# [Tugas Dikerjakan]
Jawablah pertanyaan berikut berdasarkan kutipan tentang evaluasi kurikulum.
(a) Melalui apa kesatuan penilaian dapat dicapai?
(b) Apa konsep utama dalam evaluasi?
(c) Apa yang menjadi isi evaluasi menurut butir "a"?
*** Kutipan Halaman
Salah satu kesulitan yang dihadapi dalam penggunaan hasil evaluasi bagi pengambilan keputusan adalah hasil evaluasi yang diterima oleh berbagai pihak pengambil keputusan adalah sama. Masalah yang timbul adalah apakah hasil evaluasi tersebut dapat bermanfaat bagi semua pihak. Jawabannya belum tentu, karena suatu informasi mungkin lebih bermanfaat bagi pihak tertentu tetapi kurang bermanfaat bagi pihak yang lain.[8]
Kesatuan penilaian hanya dapat dicapai melalui suatu konsensus. Konsensus tersebut berupa kerangka kerja penelitian yang dipusatkan pada tujuan-tujuan khusus, pengukuran prestasi belajar yang bersifat behavioral, analisis statistik dari prestasi tes dan post tes. Secara umum, langkah-langkah pokok evaluasi pendidikan meliputi tiga kegiatan utama yaitu persiapan, pelaksanaan dan pengolahan hasil.[9]

C. Fungsi dan Kedudukan Evaluasi Kurikulum
Fungsi dan kedudukan evaluasi kurikulum dalam pendidikan berkenaan dengan tiga hal, yaitu sebagai berikut:[10]
1. Konsep sebagai moral judgement
Konsep utama dalam evaluasi adalah masalah nilai. Hasil dari suatu nilai berisi suatu nilai yang akan digunakan untuk tindakan selanjutnya. Hal ini mengandung dua pengertian yaitu:
a. Evaluasi berisi suatu skala nilai moral, berdasarkan skala tersebut suatu objek evaluasi dapat dinilai.
******
*** Baris Tersimpan
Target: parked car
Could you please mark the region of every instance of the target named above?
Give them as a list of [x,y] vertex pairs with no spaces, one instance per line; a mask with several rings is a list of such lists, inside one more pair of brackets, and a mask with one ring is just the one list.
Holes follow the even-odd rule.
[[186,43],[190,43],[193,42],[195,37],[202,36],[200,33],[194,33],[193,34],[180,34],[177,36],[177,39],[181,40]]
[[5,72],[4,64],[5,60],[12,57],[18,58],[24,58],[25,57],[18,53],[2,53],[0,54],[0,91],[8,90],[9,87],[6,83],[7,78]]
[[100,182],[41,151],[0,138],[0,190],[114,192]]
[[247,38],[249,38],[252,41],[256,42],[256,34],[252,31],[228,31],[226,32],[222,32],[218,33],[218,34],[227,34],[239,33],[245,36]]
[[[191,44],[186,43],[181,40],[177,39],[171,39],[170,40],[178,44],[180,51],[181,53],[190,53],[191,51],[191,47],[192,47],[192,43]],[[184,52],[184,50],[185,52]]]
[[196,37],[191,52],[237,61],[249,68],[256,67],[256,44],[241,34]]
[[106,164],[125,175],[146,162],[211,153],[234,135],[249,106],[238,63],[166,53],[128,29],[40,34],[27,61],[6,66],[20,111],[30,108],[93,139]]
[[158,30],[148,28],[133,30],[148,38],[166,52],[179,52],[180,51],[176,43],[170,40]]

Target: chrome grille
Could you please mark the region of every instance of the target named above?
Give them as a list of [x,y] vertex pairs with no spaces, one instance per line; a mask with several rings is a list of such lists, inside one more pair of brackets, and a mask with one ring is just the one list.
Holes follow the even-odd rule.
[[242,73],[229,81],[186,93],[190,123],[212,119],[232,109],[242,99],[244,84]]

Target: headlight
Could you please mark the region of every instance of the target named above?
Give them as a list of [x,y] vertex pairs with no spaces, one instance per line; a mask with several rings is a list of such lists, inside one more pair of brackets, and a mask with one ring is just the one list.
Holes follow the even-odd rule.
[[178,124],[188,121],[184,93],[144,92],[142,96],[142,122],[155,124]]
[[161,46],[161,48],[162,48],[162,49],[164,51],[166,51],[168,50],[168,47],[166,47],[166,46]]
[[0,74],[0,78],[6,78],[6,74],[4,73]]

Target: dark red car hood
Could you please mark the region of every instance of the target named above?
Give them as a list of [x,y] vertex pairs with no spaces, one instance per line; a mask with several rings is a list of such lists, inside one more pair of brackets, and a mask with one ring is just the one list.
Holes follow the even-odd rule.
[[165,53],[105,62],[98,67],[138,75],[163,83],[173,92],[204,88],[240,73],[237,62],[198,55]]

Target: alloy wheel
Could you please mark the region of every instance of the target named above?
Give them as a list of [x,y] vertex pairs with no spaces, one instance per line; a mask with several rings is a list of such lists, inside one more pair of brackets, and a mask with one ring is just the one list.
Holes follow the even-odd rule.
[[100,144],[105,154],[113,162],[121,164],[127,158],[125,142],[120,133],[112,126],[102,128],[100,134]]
******
*** Baris Tersimpan
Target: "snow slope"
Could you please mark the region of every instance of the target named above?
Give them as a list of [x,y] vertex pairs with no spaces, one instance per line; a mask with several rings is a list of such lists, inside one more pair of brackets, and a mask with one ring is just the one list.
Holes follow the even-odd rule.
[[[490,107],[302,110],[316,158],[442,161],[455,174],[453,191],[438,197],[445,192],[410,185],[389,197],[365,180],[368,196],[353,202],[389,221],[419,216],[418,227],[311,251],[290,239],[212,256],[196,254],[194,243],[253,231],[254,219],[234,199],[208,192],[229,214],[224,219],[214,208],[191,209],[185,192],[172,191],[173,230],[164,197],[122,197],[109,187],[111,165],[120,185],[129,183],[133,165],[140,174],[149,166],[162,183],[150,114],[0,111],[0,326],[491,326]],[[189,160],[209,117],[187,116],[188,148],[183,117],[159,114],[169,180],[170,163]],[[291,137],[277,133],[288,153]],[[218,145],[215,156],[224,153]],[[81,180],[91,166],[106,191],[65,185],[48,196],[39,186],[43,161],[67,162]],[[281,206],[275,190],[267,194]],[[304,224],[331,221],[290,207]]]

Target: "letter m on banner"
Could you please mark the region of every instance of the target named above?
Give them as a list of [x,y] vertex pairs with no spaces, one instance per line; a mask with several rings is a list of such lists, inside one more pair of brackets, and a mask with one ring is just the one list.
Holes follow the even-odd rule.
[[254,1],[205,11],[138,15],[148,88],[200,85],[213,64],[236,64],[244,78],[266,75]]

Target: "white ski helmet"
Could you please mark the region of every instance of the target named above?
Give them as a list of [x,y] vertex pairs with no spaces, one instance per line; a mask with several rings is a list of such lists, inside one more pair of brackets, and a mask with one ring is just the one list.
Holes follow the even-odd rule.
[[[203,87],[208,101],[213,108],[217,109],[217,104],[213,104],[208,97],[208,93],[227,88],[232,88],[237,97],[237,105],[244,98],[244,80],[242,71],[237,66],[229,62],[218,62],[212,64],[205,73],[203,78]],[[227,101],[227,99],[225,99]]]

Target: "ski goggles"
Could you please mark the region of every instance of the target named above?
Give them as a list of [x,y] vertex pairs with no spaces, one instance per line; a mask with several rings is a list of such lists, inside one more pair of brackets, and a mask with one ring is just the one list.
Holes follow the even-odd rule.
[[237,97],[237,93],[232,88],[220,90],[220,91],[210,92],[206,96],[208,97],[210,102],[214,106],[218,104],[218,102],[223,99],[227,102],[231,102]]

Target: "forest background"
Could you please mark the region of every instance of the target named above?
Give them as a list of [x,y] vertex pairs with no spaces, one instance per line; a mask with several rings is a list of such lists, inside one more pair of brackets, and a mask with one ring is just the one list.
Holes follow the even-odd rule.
******
# [Hasil Tugas]
(a) Melalui suatu konsensus.
(b) Masalah nilai.
(c) Suatu skala nilai moral yang menjadi dasar penilaian suatu objek evaluasi.